**Trecho de origem**
########

Um ídolo seduz, encanta, apaixona... tudo isso se dá devido à sua opacidade, que assim serve de argamassa pronta a receber o molde ideal de cada indivíduo a ele identificado. Os idólatras projetam nele seus ideais e até mesmo seus sonhos plenos de perfeições e, ao longo do tempo, aguardam ansiosos a confirmação deles nos atos do seu ídolo. Evidentemente, que a única possibilidade para tanta ficção é a desilusão maciça de cada um e de todos até mesmo do astro incapaz de entender todos os pedidos endereçados a ele, como também satisfazer a tantas projeções.

Neste domingo passado, os canais de televisão relembraram shows de Michael Jackson e, então, pudemos reparar a idolatria, os olhares apaixonados, as declarações amorosas gritadas, os prantos incontroláveis dos fãs! Ao vê-los em tão clara veneração, alguns pensamentos se impõem: o que será que cada um deseja deste jovem? O que cada um espera e acredita existir nele? As mensagens cênicas mostravam uma figura mais nova, menor e fraca, que, no entanto, era o rei, uma vez que os companheiros de palco eram todos mais velhos, musculosos e fortes; a coreografia era comum a todos, mas o rei desempenhava com muito mais graça e perfeição; o rei também dominava o fogo e as luzes, encarnando assim um deus em perfeição e força, capaz de reinar sobre todos os mortais, e que era ao mesmo tempo cada um deles: mais novos, menores e mais fracos. Pobre Michael! Além de se ver frente aos percalços do seu próprio viver, ainda sentia a pressão afetiva de tanto deslumbramento; além de ter que enfrentar suas próprias cobranças idealizantes, ainda carregava o fardo de tantas e tão altas esperanças!

########

**Dados armazenados**
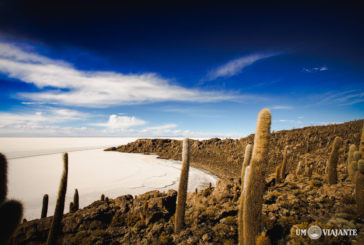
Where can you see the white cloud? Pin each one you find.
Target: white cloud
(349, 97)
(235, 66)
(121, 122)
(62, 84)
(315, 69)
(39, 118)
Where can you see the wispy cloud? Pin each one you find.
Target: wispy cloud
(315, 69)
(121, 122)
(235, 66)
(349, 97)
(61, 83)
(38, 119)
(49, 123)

########

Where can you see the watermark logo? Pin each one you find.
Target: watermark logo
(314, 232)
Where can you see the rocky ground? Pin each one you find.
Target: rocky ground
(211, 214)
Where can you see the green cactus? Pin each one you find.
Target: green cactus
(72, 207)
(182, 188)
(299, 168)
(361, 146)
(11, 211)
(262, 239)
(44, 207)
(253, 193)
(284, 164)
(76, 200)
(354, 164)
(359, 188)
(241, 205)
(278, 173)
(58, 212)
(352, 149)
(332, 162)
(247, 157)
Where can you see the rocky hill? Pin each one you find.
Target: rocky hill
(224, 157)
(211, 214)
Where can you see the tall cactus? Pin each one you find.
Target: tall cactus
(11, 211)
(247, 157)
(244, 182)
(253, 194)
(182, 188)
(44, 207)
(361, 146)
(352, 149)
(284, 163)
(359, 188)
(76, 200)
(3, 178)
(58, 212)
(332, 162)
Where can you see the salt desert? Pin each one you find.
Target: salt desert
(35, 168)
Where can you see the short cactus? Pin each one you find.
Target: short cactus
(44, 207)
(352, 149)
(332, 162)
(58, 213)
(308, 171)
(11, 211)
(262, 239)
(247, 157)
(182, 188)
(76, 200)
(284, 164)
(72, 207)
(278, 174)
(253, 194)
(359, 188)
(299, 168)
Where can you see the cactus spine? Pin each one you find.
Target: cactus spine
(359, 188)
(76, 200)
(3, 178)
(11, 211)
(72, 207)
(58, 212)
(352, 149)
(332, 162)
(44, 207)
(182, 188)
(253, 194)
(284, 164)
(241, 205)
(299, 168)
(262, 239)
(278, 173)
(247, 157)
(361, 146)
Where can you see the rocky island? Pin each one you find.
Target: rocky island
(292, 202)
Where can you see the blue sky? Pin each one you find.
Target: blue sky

########

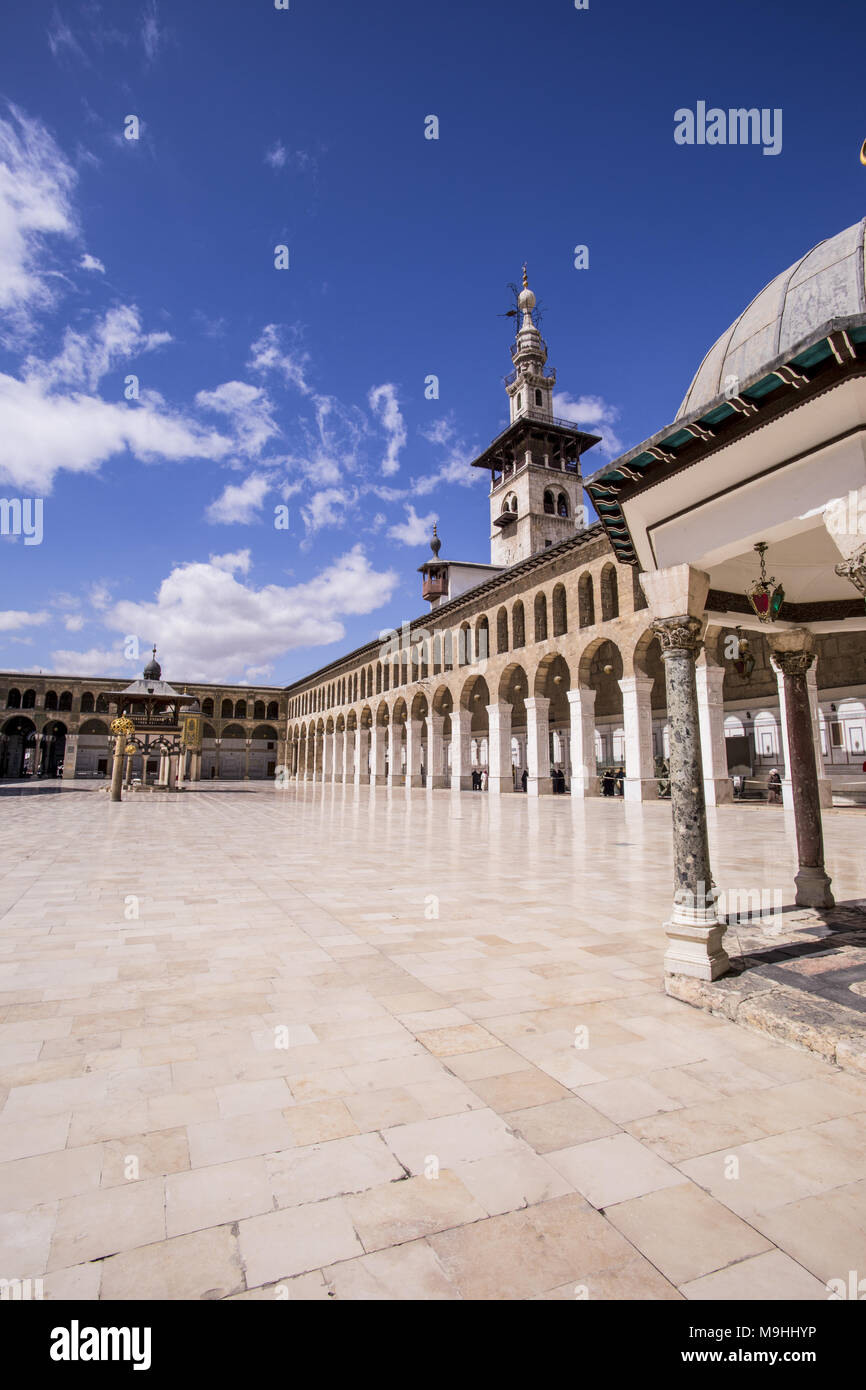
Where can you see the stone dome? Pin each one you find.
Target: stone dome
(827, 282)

########

**Tarefa proposta**
Transcreva do trecho sobre a idolatria a passagem que vai de "Um ídolo seduz, encanta, apaixona..." até "a tantas projeções.", incluindo essas palavras.

**Resolução**
Um ídolo seduz, encanta, apaixona... tudo isso se dá devido à sua opacidade, que assim serve de argamassa pronta a receber o molde ideal de cada indivíduo a ele identificado. Os idólatras projetam nele seus ideais e até mesmo seus sonhos plenos de perfeições e, ao longo do tempo, aguardam ansiosos a confirmação deles nos atos do seu ídolo. Evidentemente, que a única possibilidade para tanta ficção é a desilusão maciça de cada um e de todos até mesmo do astro incapaz de entender todos os pedidos endereçados a ele, como também satisfazer a tantas projeções.